_Objective_: Please render every line of the listing below as a JSON list of strings, one string per line, with any blank lines left out.

_Information provided_:
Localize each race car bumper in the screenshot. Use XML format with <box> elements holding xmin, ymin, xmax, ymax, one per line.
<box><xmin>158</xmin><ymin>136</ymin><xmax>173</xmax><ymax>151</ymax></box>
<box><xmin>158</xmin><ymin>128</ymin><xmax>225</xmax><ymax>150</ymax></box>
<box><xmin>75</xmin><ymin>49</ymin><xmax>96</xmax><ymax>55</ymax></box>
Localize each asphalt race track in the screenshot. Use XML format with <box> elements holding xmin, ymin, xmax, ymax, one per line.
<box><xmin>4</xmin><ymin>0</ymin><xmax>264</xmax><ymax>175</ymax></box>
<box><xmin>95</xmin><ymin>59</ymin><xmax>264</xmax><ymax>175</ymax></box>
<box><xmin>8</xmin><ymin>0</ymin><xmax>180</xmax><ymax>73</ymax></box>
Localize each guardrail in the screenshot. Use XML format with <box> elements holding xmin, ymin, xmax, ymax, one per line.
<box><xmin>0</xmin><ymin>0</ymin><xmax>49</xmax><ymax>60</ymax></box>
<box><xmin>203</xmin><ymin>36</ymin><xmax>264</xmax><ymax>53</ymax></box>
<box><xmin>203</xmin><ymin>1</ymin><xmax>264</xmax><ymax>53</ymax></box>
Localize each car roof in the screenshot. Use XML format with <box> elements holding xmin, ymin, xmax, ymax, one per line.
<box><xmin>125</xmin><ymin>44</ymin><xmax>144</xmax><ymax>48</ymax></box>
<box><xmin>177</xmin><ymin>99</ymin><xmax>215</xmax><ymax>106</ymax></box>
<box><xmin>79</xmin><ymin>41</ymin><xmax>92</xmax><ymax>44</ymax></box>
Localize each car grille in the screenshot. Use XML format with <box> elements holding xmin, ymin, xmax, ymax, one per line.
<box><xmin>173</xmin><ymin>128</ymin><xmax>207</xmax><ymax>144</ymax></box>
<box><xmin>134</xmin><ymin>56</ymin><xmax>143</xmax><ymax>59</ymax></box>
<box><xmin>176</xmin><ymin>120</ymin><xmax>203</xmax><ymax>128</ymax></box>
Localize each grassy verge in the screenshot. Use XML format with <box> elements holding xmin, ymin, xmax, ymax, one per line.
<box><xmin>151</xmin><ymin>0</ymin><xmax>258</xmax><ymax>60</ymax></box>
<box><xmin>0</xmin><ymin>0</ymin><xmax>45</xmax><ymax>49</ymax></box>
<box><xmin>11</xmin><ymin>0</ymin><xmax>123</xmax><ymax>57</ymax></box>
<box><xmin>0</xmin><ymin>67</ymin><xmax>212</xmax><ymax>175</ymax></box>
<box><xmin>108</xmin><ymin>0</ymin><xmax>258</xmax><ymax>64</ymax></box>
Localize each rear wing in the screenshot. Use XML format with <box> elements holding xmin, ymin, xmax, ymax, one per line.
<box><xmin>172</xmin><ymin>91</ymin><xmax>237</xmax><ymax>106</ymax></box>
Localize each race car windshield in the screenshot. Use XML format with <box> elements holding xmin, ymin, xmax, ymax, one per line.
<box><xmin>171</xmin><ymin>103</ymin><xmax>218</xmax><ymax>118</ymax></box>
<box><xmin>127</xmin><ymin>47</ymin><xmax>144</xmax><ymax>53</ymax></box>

_Result_:
[
  "Localize each race car bumper in the screenshot. Use XML format with <box> elements holding xmin, ymin, xmax, ymax, one per line.",
  "<box><xmin>158</xmin><ymin>136</ymin><xmax>173</xmax><ymax>151</ymax></box>",
  "<box><xmin>158</xmin><ymin>128</ymin><xmax>225</xmax><ymax>150</ymax></box>",
  "<box><xmin>75</xmin><ymin>49</ymin><xmax>96</xmax><ymax>55</ymax></box>",
  "Localize each asphalt race track in the screenshot. Use XML format with <box> elements holding xmin, ymin, xmax, ymax, one per line.",
  "<box><xmin>4</xmin><ymin>0</ymin><xmax>264</xmax><ymax>175</ymax></box>",
  "<box><xmin>95</xmin><ymin>59</ymin><xmax>264</xmax><ymax>175</ymax></box>",
  "<box><xmin>8</xmin><ymin>0</ymin><xmax>180</xmax><ymax>73</ymax></box>",
  "Localize each guardrail in the screenshot. Use XML format with <box> elements holding xmin, ymin, xmax, ymax, one per line.",
  "<box><xmin>0</xmin><ymin>0</ymin><xmax>49</xmax><ymax>60</ymax></box>",
  "<box><xmin>203</xmin><ymin>36</ymin><xmax>264</xmax><ymax>53</ymax></box>",
  "<box><xmin>203</xmin><ymin>1</ymin><xmax>264</xmax><ymax>53</ymax></box>",
  "Localize each car roof in the screenshot. Use XML format with <box> elements holding xmin, ymin, xmax, ymax, one per line.",
  "<box><xmin>125</xmin><ymin>44</ymin><xmax>144</xmax><ymax>48</ymax></box>",
  "<box><xmin>177</xmin><ymin>99</ymin><xmax>215</xmax><ymax>106</ymax></box>",
  "<box><xmin>79</xmin><ymin>41</ymin><xmax>92</xmax><ymax>44</ymax></box>",
  "Localize each car grille in the screenshot. Use XML format with <box> elements holding xmin, ymin, xmax, ymax, one per line.",
  "<box><xmin>173</xmin><ymin>128</ymin><xmax>207</xmax><ymax>144</ymax></box>",
  "<box><xmin>134</xmin><ymin>56</ymin><xmax>143</xmax><ymax>59</ymax></box>",
  "<box><xmin>176</xmin><ymin>120</ymin><xmax>203</xmax><ymax>128</ymax></box>",
  "Localize each grassy verge in the screenshot. Use XML format with <box> elements holding xmin, ymin, xmax, ymax, one per line.",
  "<box><xmin>151</xmin><ymin>0</ymin><xmax>258</xmax><ymax>60</ymax></box>",
  "<box><xmin>0</xmin><ymin>0</ymin><xmax>45</xmax><ymax>49</ymax></box>",
  "<box><xmin>11</xmin><ymin>0</ymin><xmax>123</xmax><ymax>57</ymax></box>",
  "<box><xmin>0</xmin><ymin>67</ymin><xmax>212</xmax><ymax>175</ymax></box>",
  "<box><xmin>108</xmin><ymin>0</ymin><xmax>258</xmax><ymax>64</ymax></box>",
  "Localize each rear wing in the screenshot. Use XML format with <box> elements holding xmin, ymin, xmax, ymax, one per line.",
  "<box><xmin>172</xmin><ymin>91</ymin><xmax>237</xmax><ymax>106</ymax></box>",
  "Localize each race car windshield in the screenshot. Use XML format with <box> elements holding xmin, ymin, xmax, ymax, one per line.",
  "<box><xmin>171</xmin><ymin>103</ymin><xmax>218</xmax><ymax>118</ymax></box>",
  "<box><xmin>127</xmin><ymin>47</ymin><xmax>144</xmax><ymax>53</ymax></box>"
]